→ TASK TO COMPLETE
All lines in the material below that contain "hood" should be located and copied.

→ MATERIAL PROVIDED

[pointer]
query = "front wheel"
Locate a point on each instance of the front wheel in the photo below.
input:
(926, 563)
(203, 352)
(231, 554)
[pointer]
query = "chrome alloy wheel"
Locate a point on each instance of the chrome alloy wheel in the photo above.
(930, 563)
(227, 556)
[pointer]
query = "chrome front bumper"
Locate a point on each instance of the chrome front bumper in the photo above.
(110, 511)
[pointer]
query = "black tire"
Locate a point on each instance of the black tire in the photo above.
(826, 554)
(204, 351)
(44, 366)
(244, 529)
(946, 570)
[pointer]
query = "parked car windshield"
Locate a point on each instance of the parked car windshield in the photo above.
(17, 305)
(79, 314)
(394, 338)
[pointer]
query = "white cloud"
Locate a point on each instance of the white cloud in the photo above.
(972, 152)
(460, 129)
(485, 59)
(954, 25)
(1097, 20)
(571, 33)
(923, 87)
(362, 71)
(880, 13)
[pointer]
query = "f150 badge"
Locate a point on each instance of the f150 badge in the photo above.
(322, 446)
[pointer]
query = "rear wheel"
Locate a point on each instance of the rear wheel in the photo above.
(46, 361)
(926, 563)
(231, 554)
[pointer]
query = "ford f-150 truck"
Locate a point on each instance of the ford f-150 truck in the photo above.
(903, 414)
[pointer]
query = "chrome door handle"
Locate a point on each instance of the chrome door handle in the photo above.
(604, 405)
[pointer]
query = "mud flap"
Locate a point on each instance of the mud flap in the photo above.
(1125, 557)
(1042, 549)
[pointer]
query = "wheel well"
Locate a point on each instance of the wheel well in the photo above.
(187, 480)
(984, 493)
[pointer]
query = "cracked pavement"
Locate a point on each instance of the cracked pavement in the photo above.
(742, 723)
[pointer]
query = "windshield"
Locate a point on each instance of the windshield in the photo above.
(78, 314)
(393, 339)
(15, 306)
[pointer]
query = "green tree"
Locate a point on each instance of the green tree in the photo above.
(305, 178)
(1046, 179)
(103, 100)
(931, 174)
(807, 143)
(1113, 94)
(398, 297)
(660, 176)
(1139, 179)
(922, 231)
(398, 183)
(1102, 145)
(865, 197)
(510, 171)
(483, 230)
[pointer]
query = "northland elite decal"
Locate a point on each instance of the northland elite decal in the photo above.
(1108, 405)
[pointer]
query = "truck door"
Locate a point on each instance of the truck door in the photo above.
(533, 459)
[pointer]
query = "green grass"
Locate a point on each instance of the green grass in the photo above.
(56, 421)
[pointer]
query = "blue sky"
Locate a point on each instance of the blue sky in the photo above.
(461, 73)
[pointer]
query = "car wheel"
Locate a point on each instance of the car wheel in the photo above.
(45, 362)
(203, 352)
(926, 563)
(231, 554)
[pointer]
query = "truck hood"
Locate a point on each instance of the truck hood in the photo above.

→ WRITTEN ANSWER
query = "truck hood"
Locate a point on each instance of the truck hood in the photo above.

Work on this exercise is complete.